• Task description:
Out of the data below, copy every line with the string "water".

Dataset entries
━━━

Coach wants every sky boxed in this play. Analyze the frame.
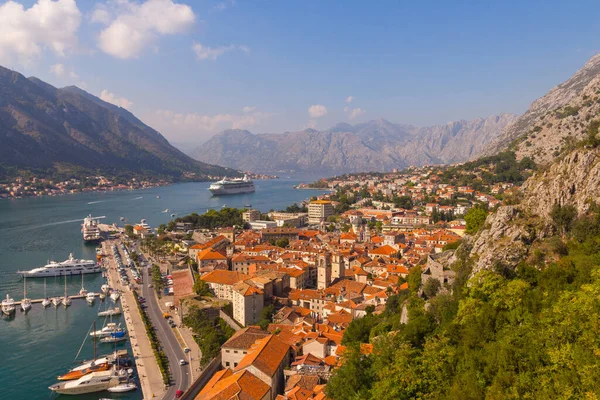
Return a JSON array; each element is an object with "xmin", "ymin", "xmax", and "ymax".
[{"xmin": 1, "ymin": 0, "xmax": 600, "ymax": 145}]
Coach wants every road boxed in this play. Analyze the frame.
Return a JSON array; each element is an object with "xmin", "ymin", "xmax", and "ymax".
[{"xmin": 140, "ymin": 254, "xmax": 191, "ymax": 400}]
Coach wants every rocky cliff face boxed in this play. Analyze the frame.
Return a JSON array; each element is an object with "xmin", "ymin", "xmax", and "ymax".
[
  {"xmin": 192, "ymin": 115, "xmax": 516, "ymax": 174},
  {"xmin": 481, "ymin": 53, "xmax": 600, "ymax": 164}
]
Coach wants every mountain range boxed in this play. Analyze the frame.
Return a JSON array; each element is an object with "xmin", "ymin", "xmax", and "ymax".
[
  {"xmin": 191, "ymin": 114, "xmax": 517, "ymax": 174},
  {"xmin": 0, "ymin": 66, "xmax": 238, "ymax": 180}
]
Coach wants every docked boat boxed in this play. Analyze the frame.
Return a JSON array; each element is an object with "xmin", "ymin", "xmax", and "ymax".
[
  {"xmin": 107, "ymin": 382, "xmax": 137, "ymax": 393},
  {"xmin": 52, "ymin": 297, "xmax": 61, "ymax": 308},
  {"xmin": 101, "ymin": 284, "xmax": 110, "ymax": 294},
  {"xmin": 99, "ymin": 292, "xmax": 106, "ymax": 301},
  {"xmin": 49, "ymin": 368, "xmax": 129, "ymax": 395},
  {"xmin": 90, "ymin": 322, "xmax": 123, "ymax": 338},
  {"xmin": 21, "ymin": 277, "xmax": 32, "ymax": 312},
  {"xmin": 58, "ymin": 362, "xmax": 111, "ymax": 381},
  {"xmin": 1, "ymin": 294, "xmax": 15, "ymax": 316},
  {"xmin": 208, "ymin": 175, "xmax": 255, "ymax": 195},
  {"xmin": 41, "ymin": 278, "xmax": 51, "ymax": 308},
  {"xmin": 82, "ymin": 215, "xmax": 103, "ymax": 243},
  {"xmin": 110, "ymin": 291, "xmax": 120, "ymax": 302},
  {"xmin": 99, "ymin": 331, "xmax": 127, "ymax": 344},
  {"xmin": 16, "ymin": 253, "xmax": 101, "ymax": 278},
  {"xmin": 98, "ymin": 307, "xmax": 121, "ymax": 317},
  {"xmin": 86, "ymin": 292, "xmax": 96, "ymax": 304},
  {"xmin": 79, "ymin": 274, "xmax": 88, "ymax": 296}
]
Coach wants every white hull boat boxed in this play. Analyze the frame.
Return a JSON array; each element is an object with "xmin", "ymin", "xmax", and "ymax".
[
  {"xmin": 110, "ymin": 291, "xmax": 120, "ymax": 302},
  {"xmin": 52, "ymin": 297, "xmax": 61, "ymax": 308},
  {"xmin": 42, "ymin": 298, "xmax": 51, "ymax": 308},
  {"xmin": 98, "ymin": 307, "xmax": 121, "ymax": 317},
  {"xmin": 86, "ymin": 293, "xmax": 96, "ymax": 304},
  {"xmin": 107, "ymin": 382, "xmax": 137, "ymax": 392},
  {"xmin": 1, "ymin": 294, "xmax": 15, "ymax": 316},
  {"xmin": 17, "ymin": 253, "xmax": 100, "ymax": 278}
]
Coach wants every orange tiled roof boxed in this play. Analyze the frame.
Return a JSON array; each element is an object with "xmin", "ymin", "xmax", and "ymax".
[
  {"xmin": 234, "ymin": 334, "xmax": 291, "ymax": 377},
  {"xmin": 201, "ymin": 270, "xmax": 250, "ymax": 285},
  {"xmin": 197, "ymin": 248, "xmax": 228, "ymax": 261},
  {"xmin": 196, "ymin": 369, "xmax": 270, "ymax": 400}
]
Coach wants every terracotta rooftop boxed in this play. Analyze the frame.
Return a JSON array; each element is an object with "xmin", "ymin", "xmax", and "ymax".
[
  {"xmin": 196, "ymin": 369, "xmax": 270, "ymax": 400},
  {"xmin": 201, "ymin": 270, "xmax": 250, "ymax": 286},
  {"xmin": 234, "ymin": 334, "xmax": 291, "ymax": 377},
  {"xmin": 222, "ymin": 326, "xmax": 270, "ymax": 350}
]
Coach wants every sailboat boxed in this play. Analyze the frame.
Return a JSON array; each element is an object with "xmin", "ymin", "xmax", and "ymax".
[
  {"xmin": 21, "ymin": 276, "xmax": 32, "ymax": 312},
  {"xmin": 79, "ymin": 274, "xmax": 87, "ymax": 296},
  {"xmin": 62, "ymin": 276, "xmax": 71, "ymax": 307},
  {"xmin": 58, "ymin": 321, "xmax": 111, "ymax": 381},
  {"xmin": 41, "ymin": 278, "xmax": 51, "ymax": 308},
  {"xmin": 52, "ymin": 296, "xmax": 61, "ymax": 308}
]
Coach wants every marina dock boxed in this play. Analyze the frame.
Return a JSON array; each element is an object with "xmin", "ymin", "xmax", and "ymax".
[{"xmin": 11, "ymin": 293, "xmax": 102, "ymax": 306}]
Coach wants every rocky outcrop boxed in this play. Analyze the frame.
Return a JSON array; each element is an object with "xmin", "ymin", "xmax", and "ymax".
[
  {"xmin": 468, "ymin": 206, "xmax": 535, "ymax": 274},
  {"xmin": 521, "ymin": 148, "xmax": 600, "ymax": 218},
  {"xmin": 192, "ymin": 115, "xmax": 516, "ymax": 174}
]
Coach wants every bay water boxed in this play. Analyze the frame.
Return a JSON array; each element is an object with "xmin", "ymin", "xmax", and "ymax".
[{"xmin": 0, "ymin": 179, "xmax": 325, "ymax": 399}]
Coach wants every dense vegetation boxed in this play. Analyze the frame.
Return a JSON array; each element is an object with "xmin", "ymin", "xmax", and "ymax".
[
  {"xmin": 133, "ymin": 290, "xmax": 170, "ymax": 384},
  {"xmin": 438, "ymin": 151, "xmax": 536, "ymax": 188},
  {"xmin": 183, "ymin": 307, "xmax": 236, "ymax": 367},
  {"xmin": 168, "ymin": 208, "xmax": 245, "ymax": 230},
  {"xmin": 327, "ymin": 207, "xmax": 600, "ymax": 399}
]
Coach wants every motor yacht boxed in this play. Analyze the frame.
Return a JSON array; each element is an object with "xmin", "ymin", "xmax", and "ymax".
[{"xmin": 1, "ymin": 294, "xmax": 15, "ymax": 316}]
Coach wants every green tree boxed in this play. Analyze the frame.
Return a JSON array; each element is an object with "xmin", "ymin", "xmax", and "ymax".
[
  {"xmin": 257, "ymin": 304, "xmax": 275, "ymax": 330},
  {"xmin": 465, "ymin": 207, "xmax": 488, "ymax": 234},
  {"xmin": 193, "ymin": 275, "xmax": 212, "ymax": 297},
  {"xmin": 550, "ymin": 203, "xmax": 577, "ymax": 236}
]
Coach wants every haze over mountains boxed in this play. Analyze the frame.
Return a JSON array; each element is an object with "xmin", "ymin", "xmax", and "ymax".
[
  {"xmin": 191, "ymin": 115, "xmax": 517, "ymax": 174},
  {"xmin": 0, "ymin": 66, "xmax": 237, "ymax": 180}
]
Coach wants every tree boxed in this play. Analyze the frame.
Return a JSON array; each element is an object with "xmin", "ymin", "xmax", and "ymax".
[
  {"xmin": 407, "ymin": 266, "xmax": 422, "ymax": 294},
  {"xmin": 423, "ymin": 278, "xmax": 441, "ymax": 298},
  {"xmin": 465, "ymin": 207, "xmax": 488, "ymax": 234},
  {"xmin": 258, "ymin": 304, "xmax": 275, "ymax": 330},
  {"xmin": 550, "ymin": 203, "xmax": 577, "ymax": 236},
  {"xmin": 193, "ymin": 275, "xmax": 211, "ymax": 297},
  {"xmin": 274, "ymin": 238, "xmax": 289, "ymax": 248},
  {"xmin": 124, "ymin": 224, "xmax": 134, "ymax": 237},
  {"xmin": 326, "ymin": 344, "xmax": 374, "ymax": 399}
]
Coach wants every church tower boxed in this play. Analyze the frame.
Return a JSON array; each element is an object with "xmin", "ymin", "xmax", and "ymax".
[
  {"xmin": 317, "ymin": 253, "xmax": 332, "ymax": 289},
  {"xmin": 331, "ymin": 252, "xmax": 345, "ymax": 280}
]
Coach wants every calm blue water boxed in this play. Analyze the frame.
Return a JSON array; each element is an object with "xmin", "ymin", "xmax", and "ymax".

━━━

• The completed task:
Coach wants every bay water boxed in this play. Analyze the frame.
Coach wants every calm blue water boxed in this play. Analyze the frame.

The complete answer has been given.